**TAREFAS PROPOSTAS:**
1 – Segundo o texto sobre Hannah Arendt, o que é o mais importante para ela?
2 – Extraia da listagem todas as linhas que contêm a palavra "with".

**TEXTO FORNECIDO:**
· · · · · · ·

A "necessidade de compreender"

  Na entrevista concedida a Günter Gaus, Hannah Arendt é questionada sobre a influência de seus trabalhos junto ao grande público. Durante a própria pergunta, Arendt interrompe Gaus e indica que, enquanto trabalha, não se preocupa "minimamente nem com a influência nem com a eficácia". Gaus insiste, questionando:  "Mas, e quando termina o seu trabalho?". Arendt inteligentemente responde: "Nessa altura, está feito, acabou-se".
  A continuação da resposta, entretanto, é que motiva este post. Arendt diz: "O mais importante para mim é compreender [...] O que conta para mim é o próprio processo do pensamento, e contento-me bastante bem com ele. Se, depois, consigo exprimir o meu processo de pensamento adequadamente através da escrita, isso deixa-me também satisfeita [...] Imaginar-me-ei a exercer uma influência? Não. O que quero é compreender. E se os outros compreenderam - no mesmo sentido em que eu compreendi -, isso causa-me um sentimento de satisfação".
  Não sei se todos os pensadores têm essa "humildade". Penso, pelo contrário, que muitos escrevem meramente para convencer os outros dos seus próprios pontos de vista. Mas Arendt não! Como ela diz, o mais importante é compreender.

· · · · · · ·

**LINHAS DE DADOS:**
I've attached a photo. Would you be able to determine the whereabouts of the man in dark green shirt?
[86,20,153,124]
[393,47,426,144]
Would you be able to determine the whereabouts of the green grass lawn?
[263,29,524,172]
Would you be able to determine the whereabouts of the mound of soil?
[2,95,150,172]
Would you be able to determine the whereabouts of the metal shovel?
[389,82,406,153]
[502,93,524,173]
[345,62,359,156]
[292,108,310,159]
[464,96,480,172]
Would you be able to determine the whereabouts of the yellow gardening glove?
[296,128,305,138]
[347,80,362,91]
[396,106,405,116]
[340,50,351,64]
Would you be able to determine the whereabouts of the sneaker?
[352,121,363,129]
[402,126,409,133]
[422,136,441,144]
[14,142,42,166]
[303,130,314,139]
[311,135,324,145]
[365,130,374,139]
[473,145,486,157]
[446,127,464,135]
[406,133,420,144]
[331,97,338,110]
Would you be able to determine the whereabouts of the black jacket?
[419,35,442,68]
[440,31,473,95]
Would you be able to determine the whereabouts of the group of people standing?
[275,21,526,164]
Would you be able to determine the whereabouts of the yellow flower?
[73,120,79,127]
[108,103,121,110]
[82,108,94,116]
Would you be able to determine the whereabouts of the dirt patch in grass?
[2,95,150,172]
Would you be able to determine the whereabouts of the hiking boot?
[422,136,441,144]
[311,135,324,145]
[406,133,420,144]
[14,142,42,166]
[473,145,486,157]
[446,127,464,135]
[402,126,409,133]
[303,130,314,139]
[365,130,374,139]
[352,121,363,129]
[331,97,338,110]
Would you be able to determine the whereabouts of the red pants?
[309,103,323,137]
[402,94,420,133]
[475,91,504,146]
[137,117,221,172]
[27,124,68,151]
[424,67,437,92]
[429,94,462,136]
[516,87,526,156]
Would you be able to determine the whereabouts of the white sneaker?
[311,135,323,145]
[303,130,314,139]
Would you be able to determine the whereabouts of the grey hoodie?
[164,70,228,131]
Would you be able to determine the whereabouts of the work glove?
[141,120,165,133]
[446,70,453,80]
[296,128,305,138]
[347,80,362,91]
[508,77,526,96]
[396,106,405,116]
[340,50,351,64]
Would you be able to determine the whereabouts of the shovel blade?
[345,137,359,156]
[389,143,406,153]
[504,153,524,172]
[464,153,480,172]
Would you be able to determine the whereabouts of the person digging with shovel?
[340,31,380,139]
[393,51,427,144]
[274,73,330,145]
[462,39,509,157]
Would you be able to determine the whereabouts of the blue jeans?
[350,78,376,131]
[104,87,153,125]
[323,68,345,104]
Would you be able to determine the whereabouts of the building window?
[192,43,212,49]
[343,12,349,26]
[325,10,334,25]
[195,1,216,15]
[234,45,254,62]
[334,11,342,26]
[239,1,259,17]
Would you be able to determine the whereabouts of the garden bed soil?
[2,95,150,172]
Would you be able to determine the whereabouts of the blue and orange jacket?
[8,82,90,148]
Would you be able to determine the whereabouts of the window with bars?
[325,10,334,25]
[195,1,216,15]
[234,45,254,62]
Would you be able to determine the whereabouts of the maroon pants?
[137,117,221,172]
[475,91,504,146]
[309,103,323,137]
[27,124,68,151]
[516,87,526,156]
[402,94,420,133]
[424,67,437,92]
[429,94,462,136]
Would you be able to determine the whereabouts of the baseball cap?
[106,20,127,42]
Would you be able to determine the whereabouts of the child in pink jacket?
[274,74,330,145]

· · · · · · ·

**RESULTADOS POR TAREFA:**
1 – Compreender.

2 –
Would you be able to determine the whereabouts of the person digging with shovel?
Would you be able to determine the whereabouts of the window with bars?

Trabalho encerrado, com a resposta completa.